Saturday, March 22, 2008

The Ethicalization of Entertainmentization

“You don’t bring people half-way around the world to visit a zoo. You bring the zoo to them. San Diego is the perfect set. People already associate her beautiful city with animal attractions: San Diego Zoo, Sea World, San Diego Chargers...”
-Jurassic Park: The Lost World


With all the positive discussion of entertainment and 'fun' becoming the major economic driver of the world, I can't help but wish there was more distinction in what constitutes what one might call 'healthy' fun, as compared to 'degenerative' fun. Either can support a booming economy, but only one can improve the quality of life.

Degenerative fun, I believe, constitutes the majority of the entertainmentization that supports our economy today. This includes events like gambling, strip clubs, television, certain video games, 'leisure' shopping, NASCAR, and perhaps several other sports. I group these together saying that, for the most part, they all occupy time in a manner that not only doesn't improve one's life, but can actually detract from it. All of these have the potential for pretty awful addiction as well, and the results can be devastating. Gambling can bankrupt you, leisure shopping can lead you to rely on material goods for all of your life's satisfaction, television can occupy your time to the point where you're essentially hibernating in your free time, there are video games that desensitize you to truly gruesome violence and make it fun, and NASCAR is just generally wasteful of resources. Given, one can argue that all of these events have a positive social dimension that people are able to bond over and therefore that's positive, but people can bond and be social over just about anything, like um, squirrel slaughter.

On the side of what I would call 'healthy' fun, I would include a number of obvious items like exercise and visiting family for vacations, and some that can potentially overlap with the degenerative ones. Our generation is a visual generation, and there are television shows that are extremely educational, from National Geographic, to PBS Kids Shows (who didn't learn good moral values from Arthur?). I would even argue shows like 'The Daily Show' are healthy, in the respect that they are intelligently written and teach a lot about politics and the inherent problems with the global economy, just through a humorous lense. There are video games coming out these days, such as 'Spore', that are essentially going to be teaching Maya to kids in addition to the evolution of biology from single-celled organisms to entire galaxies. It's another product by Will Wright, maker of The Sims, which just so happened to be a factor for me (and others) deciding I was interested in designing architecture. More and more video games these days teach you wonderful things, from problem-solving to history without even making you think you're learning. Why? Because you're having fun. This is also how I felt visiting The Bodies exhibit while I was in Florida for break. The amount I learned from this visual, two hour excursion into the human body was equal to if not greater than everything I learned from a boring textbook in high school; and I had fun doing it.

[Tasks]
- 1) Set down, word for word, everything in the post on healthy and degenerative fun from "Saturday, March 22, 2008" down to "quality of life.".
- 2) In the post on healthy and degenerative fun, which exhibit did the writer visit while in Florida for break?

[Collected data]
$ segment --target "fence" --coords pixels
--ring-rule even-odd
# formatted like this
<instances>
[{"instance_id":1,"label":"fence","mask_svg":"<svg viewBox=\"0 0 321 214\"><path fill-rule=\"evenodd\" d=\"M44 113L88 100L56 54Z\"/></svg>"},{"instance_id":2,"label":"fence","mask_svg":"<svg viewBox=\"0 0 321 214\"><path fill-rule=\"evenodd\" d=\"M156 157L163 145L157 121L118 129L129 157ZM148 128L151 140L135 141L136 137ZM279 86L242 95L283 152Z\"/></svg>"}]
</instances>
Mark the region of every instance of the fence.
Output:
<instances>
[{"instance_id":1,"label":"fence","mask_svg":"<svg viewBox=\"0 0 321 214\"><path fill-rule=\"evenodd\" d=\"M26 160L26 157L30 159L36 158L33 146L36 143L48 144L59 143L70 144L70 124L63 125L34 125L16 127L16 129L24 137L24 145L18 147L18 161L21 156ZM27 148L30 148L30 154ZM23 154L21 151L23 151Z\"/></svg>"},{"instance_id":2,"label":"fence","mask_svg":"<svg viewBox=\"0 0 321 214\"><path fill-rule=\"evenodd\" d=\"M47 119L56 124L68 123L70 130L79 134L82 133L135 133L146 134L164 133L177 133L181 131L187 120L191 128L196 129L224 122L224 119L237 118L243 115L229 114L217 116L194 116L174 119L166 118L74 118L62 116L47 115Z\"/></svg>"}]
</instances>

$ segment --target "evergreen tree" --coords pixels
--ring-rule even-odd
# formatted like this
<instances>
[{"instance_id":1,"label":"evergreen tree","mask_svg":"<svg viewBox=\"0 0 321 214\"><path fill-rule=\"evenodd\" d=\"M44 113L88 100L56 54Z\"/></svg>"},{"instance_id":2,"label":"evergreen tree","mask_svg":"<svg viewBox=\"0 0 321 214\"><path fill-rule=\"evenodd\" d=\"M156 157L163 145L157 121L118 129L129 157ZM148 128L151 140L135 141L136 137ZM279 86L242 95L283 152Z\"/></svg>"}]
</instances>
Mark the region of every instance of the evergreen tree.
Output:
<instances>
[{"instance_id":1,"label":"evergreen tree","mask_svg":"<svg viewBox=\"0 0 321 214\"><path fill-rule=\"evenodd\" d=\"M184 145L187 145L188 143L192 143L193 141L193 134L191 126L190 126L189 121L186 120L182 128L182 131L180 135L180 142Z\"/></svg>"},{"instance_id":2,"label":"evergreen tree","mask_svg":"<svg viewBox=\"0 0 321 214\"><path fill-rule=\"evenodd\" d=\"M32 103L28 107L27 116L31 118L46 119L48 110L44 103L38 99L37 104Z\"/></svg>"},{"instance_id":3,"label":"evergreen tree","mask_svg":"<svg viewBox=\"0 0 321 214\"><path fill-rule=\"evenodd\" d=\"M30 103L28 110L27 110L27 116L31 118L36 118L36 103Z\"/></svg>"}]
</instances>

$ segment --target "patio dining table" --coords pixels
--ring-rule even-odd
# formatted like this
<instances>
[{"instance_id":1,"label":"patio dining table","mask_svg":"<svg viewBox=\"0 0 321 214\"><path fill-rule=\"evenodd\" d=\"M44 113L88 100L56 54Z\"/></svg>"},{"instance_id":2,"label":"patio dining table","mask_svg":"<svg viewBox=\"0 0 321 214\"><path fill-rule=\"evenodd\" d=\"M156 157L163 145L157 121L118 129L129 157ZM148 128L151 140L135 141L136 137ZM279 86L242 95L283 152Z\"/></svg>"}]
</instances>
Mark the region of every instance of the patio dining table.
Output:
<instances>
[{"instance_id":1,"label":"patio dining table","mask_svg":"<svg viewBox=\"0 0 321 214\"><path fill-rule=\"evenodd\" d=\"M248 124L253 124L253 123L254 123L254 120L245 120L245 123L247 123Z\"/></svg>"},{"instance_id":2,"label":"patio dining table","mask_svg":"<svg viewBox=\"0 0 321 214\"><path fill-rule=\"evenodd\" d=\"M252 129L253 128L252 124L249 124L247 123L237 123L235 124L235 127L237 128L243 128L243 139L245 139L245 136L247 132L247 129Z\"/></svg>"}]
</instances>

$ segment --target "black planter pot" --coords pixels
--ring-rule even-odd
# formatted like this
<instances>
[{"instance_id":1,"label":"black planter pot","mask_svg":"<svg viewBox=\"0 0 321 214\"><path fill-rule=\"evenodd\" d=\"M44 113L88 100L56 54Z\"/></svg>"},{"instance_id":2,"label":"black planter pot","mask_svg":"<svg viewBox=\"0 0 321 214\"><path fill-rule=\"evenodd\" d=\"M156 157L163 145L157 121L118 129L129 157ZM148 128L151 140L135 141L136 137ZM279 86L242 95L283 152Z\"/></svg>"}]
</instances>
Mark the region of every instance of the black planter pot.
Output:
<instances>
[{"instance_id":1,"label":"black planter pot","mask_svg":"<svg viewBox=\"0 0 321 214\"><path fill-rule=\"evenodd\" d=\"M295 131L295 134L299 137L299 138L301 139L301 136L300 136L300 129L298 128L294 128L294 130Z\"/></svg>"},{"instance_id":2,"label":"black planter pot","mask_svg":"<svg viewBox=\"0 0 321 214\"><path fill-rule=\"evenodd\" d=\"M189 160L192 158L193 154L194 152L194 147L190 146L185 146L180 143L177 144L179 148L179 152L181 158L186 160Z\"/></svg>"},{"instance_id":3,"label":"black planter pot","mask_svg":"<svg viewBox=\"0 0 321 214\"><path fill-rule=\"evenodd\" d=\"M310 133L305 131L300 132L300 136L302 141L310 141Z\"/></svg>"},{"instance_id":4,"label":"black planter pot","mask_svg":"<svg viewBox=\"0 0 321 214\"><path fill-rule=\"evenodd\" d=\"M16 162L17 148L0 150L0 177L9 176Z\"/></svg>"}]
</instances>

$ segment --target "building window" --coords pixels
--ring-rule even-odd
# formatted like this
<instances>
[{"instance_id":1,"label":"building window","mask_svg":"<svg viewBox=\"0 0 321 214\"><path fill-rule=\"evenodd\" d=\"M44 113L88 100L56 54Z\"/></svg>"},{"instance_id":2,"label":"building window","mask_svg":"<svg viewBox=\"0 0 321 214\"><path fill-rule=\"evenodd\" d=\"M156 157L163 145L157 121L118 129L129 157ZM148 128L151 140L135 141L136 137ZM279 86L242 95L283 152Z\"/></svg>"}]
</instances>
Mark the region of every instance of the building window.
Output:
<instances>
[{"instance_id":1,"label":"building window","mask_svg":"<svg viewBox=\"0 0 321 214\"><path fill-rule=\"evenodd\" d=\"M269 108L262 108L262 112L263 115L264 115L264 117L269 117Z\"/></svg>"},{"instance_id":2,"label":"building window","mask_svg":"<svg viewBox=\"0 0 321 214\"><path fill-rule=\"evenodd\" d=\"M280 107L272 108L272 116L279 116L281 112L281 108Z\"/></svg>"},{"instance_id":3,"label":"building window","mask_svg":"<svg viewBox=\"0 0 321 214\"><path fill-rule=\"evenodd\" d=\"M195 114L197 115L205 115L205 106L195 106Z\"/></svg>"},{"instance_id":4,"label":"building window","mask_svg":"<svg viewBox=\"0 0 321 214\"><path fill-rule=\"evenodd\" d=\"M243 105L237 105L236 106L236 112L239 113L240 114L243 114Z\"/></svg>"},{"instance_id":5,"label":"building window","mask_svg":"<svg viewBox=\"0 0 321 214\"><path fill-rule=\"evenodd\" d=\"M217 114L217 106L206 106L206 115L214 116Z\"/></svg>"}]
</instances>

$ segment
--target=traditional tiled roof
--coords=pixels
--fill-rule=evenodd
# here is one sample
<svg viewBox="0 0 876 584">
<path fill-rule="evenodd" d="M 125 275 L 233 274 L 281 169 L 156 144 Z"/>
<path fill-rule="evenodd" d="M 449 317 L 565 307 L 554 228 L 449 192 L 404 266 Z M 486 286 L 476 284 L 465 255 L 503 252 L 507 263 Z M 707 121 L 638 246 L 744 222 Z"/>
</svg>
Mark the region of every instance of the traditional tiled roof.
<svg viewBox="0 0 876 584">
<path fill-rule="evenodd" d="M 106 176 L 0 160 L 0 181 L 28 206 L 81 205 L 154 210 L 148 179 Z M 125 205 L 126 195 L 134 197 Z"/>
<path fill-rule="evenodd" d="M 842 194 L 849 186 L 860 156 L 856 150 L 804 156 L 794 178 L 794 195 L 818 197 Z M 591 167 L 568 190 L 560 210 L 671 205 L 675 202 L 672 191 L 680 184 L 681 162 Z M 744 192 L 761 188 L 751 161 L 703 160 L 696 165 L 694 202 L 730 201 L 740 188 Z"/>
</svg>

[Answers to the exercise]
- 1)
Saturday, March 22, 2008

The Ethicalization of Entertainmentization

“You don’t bring people half-way around the world to visit a zoo. You bring the zoo to them. San Diego is the perfect set. People already associate her beautiful city with animal attractions: San Diego Zoo, Sea World, San Diego Chargers...”
-Jurassic Park: The Lost World


With all the positive discussion of entertainment and 'fun' becoming the major economic driver of the world, I can't help but wish there was more distinction in what constitutes what one might call 'healthy' fun, as compared to 'degenerative' fun. Either can support a booming economy, but only one can improve the quality of life.

- 2) The Bodies exhibit.